Wenn du nach dem Konzert direkt den neuen Termin fürs nächste Jahr suchst, ihn dir unmittelbar einträgst, gleich an mehrere Leute Tickets für eben jene Show zu Weihnachten verschenkst, im nächsten Jahr alle von dem Konzert sowie von der Geschenkidee überzeugt hast, sie sich daraufhin auch Tickets für darauf das Jahr kaufen – dann warst du bei Guildo Horn & Die Orthopädischen Strümpfe. Es kann gar keine andere Option geben. Es ist wie ein Rausch. Wie ein Leuchten am Firmament, dem du entgegenblickst und auf das du voller Glückseligkeit zurennen magst.
Wie viele Jahre haben wir bereits verpasst, die wir leider nicht mehr nachholen können? Aus unerklärlichen Gründen ist es bis vor zwei Jahren berührungslos an uns vorbeigehuscht – Weihnachten mit Guildo, eine Tour, die ihresgleichen sucht. Guildo Horn, irgendwo zwischen Musiker, Satiriker, Pädagoge, Radiomoderator, Musicaldarsteller und Mensch, wie er es selbst nennt, ist das, wofür das Wort Koryphäe erfunden wurde. Ihm dabei zuzuschauen, wie er sein Programm durchzieht, ist ein ziemlich besonderes Erlebnis. Da kommen verdammt viele Gefühle und Gedanken gleichzeitig auf, und man weiß wirklich nicht, was in einem gerade dominiert. So viele Jahre verpasst. Wir trauern tief, aber nun haben wir uns quasi lebenslänglich verpflichtet.
Seit 1994 gibt es die Tradition, kurz vor Heiligabend mit Guildo, dem mittlerweile 60-jährigen Wahl-Mucher – das liegt im Bergischen Land im Regierungsbezirk Köln – ein Konglomerat aus Weihnachtsparty, Weihnachtssingen und Comedyshow zu erleben. Angefangen hat das Spektakel mit einem Gig in Trier. 2023 sind es 19 Shows, davon 16 in NRW. Ausverkauft sind bis auf zwei, drei Vorstellungen alle. Manche übrigens seit letztem Dezember. Nein, das ist kein Witz. Wie war das nochmal mit Skihütten für Silvester ein Jahr vorab buchen? Selbes Spiel.
Die Christuskirche in Bochum ist fest gesetzt. Gibt es in fast allen Locations auf der Tour nur Stehplätze, weil es sich um kleinere, aber bekannte Clubhallen handelt, gibt es in der Ruhrgebietsstadt eben ein Gotteshaus. Und hier kommen so viele fantastische Faktoren zusammen: Weihnachtliche, kitschfreie Musik, wunderbare Akustik, eine eben auch christliche Atmosphäre im Raum, herrlich komische Gags und sehr viele feierwütige Menschen, die gefühlt von Saison zu Saison mehr Vorbereitungen treffen, um passend gekleidet zu sein, und sämtliche Energiereserven aufbrauchen, weil es sich hier eben wirklich lohnt. Übrigens ist auch dieser Stopp seit Sommer sold out. Das bedeutet knapp 900 Leute.
_____
Aufgabe A: Schreiben Sie alle Datensätze unten vollständig und ohne jede Änderung ab.
_____
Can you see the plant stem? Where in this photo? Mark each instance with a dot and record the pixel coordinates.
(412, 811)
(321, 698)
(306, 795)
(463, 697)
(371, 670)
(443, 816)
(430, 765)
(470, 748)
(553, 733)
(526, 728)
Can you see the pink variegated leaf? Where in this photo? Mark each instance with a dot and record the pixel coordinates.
_____
Aufgabe B:
Beantworten Sie anhand des Textauszugs oben über Weihnachten mit Guildo diese Fragen:
(i) Seit welchem Jahr gibt es die Tradition?
(ii) Wie viele Shows umfasst die Tour 2023?
(iii) Wie viele Leute bedeutet der ausverkaufte Stopp in der Christuskirche in Bochum?

Vollständige Ausgabe A:
Can you see the plant stem? Where in this photo? Mark each instance with a dot and record the pixel coordinates.
(412, 811)
(321, 698)
(306, 795)
(463, 697)
(371, 670)
(443, 816)
(430, 765)
(470, 748)
(553, 733)
(526, 728)
Can you see the pink variegated leaf? Where in this photo? Mark each instance with a dot and record the pixel coordinates.

Vollständige Ausgabe B:
(i) Seit 1994.
(ii) 19 Shows, davon 16 in NRW.
(iii) Knapp 900 Leute.